USING THE INFORMATION:
1. In the business news briefs, how much did Google agree to pay Nama for the Grand Mill Quay building?
2. Please rewrite the paragraph of the business news briefs that begins "PROFIT AT McCABES PHARMACY CHAIN RISES 40%" as a short bulleted list that keeps its main facts.
3. Resume the business news briefs, starting after their final sentence.

SUPPLIED TEXT:
########

NEST MAY STILL BRANCH INTO DUBLIN AFTER $3.2 BILLION SALE TO GOOGLE - Nest Labs Inc, the smart home devices company, was in the process of opening a Dublin office just prior to its sale for $3.2 billion to Google this week. Nest first held discussions with the IDA late last year about setting up its European office in Dublin to provide sales and support for its internet connected devices like thermostats and smoke alarms. However, a decision looks likely to be stalled for the moment until after its sale conclusion, writes the Irish Times. Ireland’s foreign direct investment agency is understood to remain hopeful that Nest will locate here under its new owners Google who recently demonstrated its commitment to Dublin by agreeing terms to buy the Grand Mill Quay building in Dublin’s docklands from Nama for €65 million. It is possible this new addition to Google’s Dublin docklands campus could house Nest. Google’s new building was build by bankrupt developer Bernard McNamara and was being managed prior to its sale by receiver Declan Taite of RSM Farrell Grant Sparks. Tony Fadell, the chief executive of Nest, who previously worked on developing the iPhone and iPad for Apple, attended the Web Summit in October 2013. He used part of his trip to review potential locations for Nest capable of employing up to 100 people over time in sales and marketing as well as product localisation, support and logistics.
PROFIT AT McCABES PHARMACY CHAIN RISES 40% AS RETAIL SALES INCREASE - Operating profits at the company that operates the McCabe pharmacy group soared 40% to €7.59m in the group's last financial year. Accounts just filed by Behey Ltd to the Companies Office show that the group saw operating profits jump after revenues increased 7% to €57.9m in the 12 months to the end of January 2013, reports the Irish Independent. The family-owned business, led by MD Sharen McCabe, operates 20 pharmacies across the country with the majority located in Dublin, while the group also runs the Radisson Blu Farnham Estate hotel in Co Cavan. The figures show that the group recorded a modest pre-tax loss of €74,520 after interest payments of €4.97m and non-cash depreciation and amortisation costs of €2.7m are taken into account. The loss last year compares to a pre-tax loss of €3.4m in fiscal 2012. Numbers employed last year increased by 24 to 454 and the group's staff costs rose from €10.1m to €10.8m. According to the directors' report on the performance of the pharmacy outlets, "turnover increased due to a good performance from the retail side of the business and increased volumes in the dispensary. Gross margins also improved due to careful purchasing and management of direct costs".

########

RECORD SET:
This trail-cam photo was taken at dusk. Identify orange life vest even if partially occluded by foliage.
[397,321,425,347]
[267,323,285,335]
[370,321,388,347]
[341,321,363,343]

########

RESPONSE LIST:
1. €65 million.

2.
- Operating profit at Behey Ltd, which operates the McCabe pharmacy group, rose 40% to €7.59m in the 12 months to the end of January 2013.
- Revenues grew 7% to €57.9m, according to accounts filed with the Companies Office, as reported by the Irish Independent.
- The family-owned business, led by MD Sharen McCabe, runs 20 pharmacies across the country, most of them in Dublin, as well as the Radisson Blu Farnham Estate hotel in Co Cavan.
- After €4.97m in interest and €2.7m in depreciation and amortisation, the group posted a pre-tax loss of €74,520, down from a €3.4m loss in fiscal 2012.
- Staff numbers rose by 24 to 454, and staff costs increased from €10.1m to €10.8m.
- The directors said good retail performance and higher dispensary volumes drove the turnover increase. They said careful purchasing and management of direct costs improved gross margins.

3.
IRELAND GOT SAME ECB MESSAGE AS EURO ZONE -The ECB’s message to the Government at the height of the economic crisis was the same as that sent to other euro zone countries including Germany and France, according to Jean-Claude Trichet, the bank’s former president. Speaking at the European Parliament’s economics committee yesterday, Trichet said euro zone members were ready to hang Ireland and other troubled economies out to dry and leave it to the IMF to come up with a bailout and conditions for a rescue at the start of the crisis. He claimed Ireland was “probably right” in being the first country in the world to give a blanket guarantee to bank investors, says the Irish Examiner. He said some euro zone leaders had interpreted the ‘no bailout clause’ literally and that it took some time for them to agree to devise a rescue plan and engage the IMF. “I was extremely worried at the beginning as I saw a temptation in a number of democracies [that] they should not help, in any respect, countries in difficulties as this was the job of the IMF alone,” Trichet said, adding that the interpretation of the no bailout principle was “don’t count on us”. He said the government was responsible for the decision not to burn bondholders, and believed this was the correct move at the time.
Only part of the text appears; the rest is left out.